**WHAT NEEDS TO BE DONE:**
Extract each line below that contains the word "green".

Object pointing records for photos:
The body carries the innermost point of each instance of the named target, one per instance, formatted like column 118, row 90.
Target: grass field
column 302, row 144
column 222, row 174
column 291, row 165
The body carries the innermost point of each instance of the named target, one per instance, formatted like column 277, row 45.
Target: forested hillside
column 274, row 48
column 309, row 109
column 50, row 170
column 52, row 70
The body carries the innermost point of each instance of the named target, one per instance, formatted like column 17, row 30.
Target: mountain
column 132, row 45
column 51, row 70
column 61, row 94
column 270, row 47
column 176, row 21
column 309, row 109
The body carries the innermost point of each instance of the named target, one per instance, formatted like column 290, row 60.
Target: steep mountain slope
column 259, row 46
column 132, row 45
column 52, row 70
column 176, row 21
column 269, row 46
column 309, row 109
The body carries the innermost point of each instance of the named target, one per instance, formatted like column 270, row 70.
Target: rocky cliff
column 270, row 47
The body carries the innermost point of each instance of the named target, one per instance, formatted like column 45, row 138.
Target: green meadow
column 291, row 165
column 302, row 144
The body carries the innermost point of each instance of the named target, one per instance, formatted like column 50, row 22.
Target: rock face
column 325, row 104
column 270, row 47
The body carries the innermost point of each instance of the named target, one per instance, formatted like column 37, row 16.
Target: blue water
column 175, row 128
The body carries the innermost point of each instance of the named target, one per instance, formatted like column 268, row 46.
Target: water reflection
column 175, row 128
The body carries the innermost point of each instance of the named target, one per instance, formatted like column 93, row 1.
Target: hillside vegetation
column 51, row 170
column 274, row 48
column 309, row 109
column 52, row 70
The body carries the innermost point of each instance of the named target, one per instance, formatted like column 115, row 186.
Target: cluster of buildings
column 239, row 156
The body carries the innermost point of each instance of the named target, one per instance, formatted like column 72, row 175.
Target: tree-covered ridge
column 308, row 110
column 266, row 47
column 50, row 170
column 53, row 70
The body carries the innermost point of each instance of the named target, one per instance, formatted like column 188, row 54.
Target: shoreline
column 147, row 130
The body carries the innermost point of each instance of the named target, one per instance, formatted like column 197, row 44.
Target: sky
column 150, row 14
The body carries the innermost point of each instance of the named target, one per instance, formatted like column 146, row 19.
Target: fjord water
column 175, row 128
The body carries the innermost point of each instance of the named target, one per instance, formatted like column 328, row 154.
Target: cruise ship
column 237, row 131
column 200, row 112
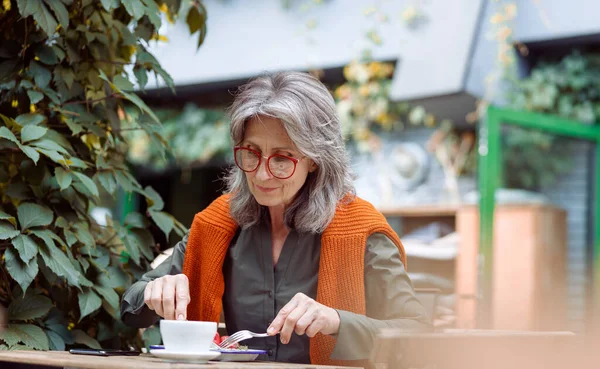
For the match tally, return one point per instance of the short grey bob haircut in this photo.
(308, 114)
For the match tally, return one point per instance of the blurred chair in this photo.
(428, 298)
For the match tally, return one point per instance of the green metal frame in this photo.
(490, 172)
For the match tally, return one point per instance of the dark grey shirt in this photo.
(255, 291)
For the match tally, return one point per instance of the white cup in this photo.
(187, 336)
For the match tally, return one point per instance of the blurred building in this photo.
(444, 52)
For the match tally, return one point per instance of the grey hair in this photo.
(308, 114)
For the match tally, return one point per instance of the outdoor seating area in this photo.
(305, 184)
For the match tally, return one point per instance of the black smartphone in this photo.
(104, 352)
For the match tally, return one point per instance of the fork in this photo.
(240, 336)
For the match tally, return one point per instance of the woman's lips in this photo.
(265, 189)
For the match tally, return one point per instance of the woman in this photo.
(289, 249)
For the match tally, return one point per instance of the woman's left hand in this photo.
(304, 315)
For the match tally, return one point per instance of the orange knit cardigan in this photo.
(341, 269)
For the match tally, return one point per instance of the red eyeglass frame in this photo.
(260, 157)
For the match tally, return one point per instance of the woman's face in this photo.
(267, 136)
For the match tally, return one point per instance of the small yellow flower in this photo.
(364, 90)
(511, 10)
(429, 120)
(497, 18)
(409, 13)
(375, 68)
(504, 33)
(342, 92)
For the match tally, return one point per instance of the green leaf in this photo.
(83, 234)
(127, 183)
(40, 74)
(89, 302)
(153, 199)
(40, 13)
(54, 156)
(84, 263)
(51, 145)
(7, 69)
(145, 242)
(153, 13)
(82, 338)
(62, 14)
(58, 262)
(47, 236)
(31, 153)
(196, 20)
(10, 218)
(22, 273)
(30, 335)
(107, 180)
(46, 54)
(87, 182)
(133, 248)
(122, 83)
(163, 220)
(64, 74)
(26, 247)
(56, 341)
(30, 133)
(136, 220)
(34, 96)
(7, 134)
(135, 8)
(30, 119)
(140, 104)
(63, 177)
(142, 76)
(33, 215)
(109, 4)
(7, 231)
(111, 297)
(29, 307)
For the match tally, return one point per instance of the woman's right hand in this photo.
(168, 296)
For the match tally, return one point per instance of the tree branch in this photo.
(89, 101)
(113, 62)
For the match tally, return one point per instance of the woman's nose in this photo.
(263, 172)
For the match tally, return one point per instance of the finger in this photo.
(290, 322)
(277, 323)
(182, 293)
(315, 327)
(169, 298)
(305, 321)
(157, 296)
(148, 295)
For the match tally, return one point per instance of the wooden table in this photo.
(63, 359)
(483, 349)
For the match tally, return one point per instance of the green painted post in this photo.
(596, 249)
(489, 175)
(490, 178)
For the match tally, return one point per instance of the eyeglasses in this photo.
(280, 166)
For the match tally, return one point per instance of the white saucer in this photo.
(197, 357)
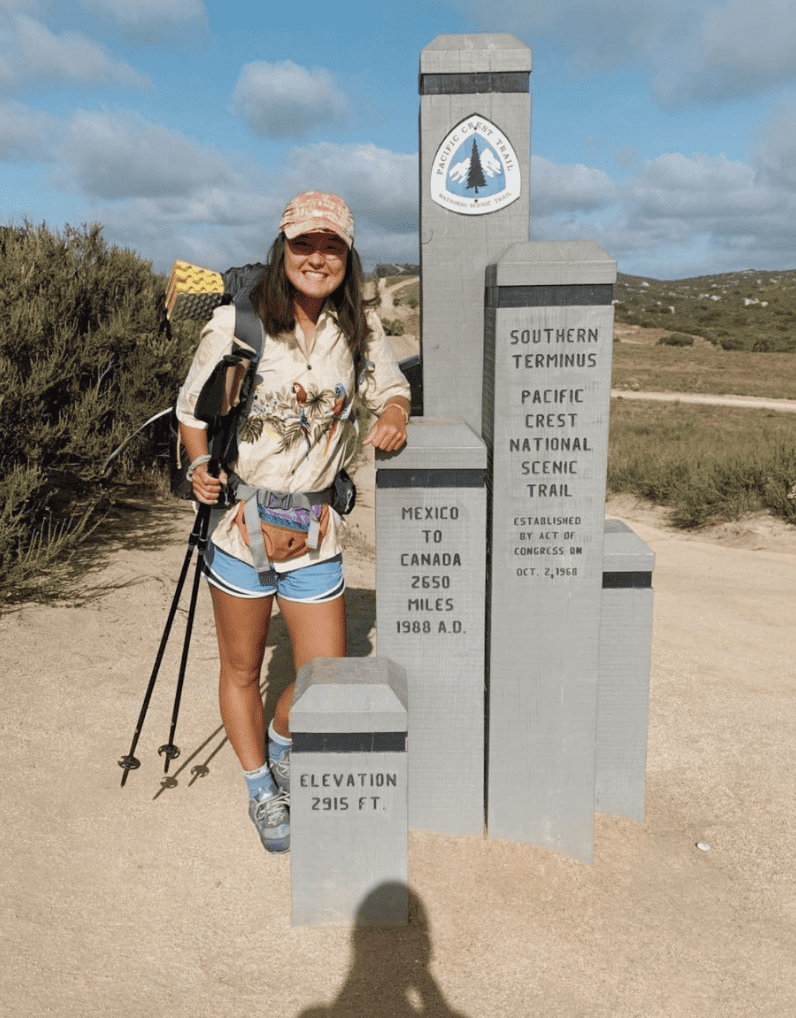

**EXPECTED OUTPUT:**
Target: green meadow
For the match tally, return one point per instance of the green metal frame in this photo.
For the match tally, return one point per instance of the green leaf in this photo.
For the match tally, return one point per instance of the green painted post in this photo.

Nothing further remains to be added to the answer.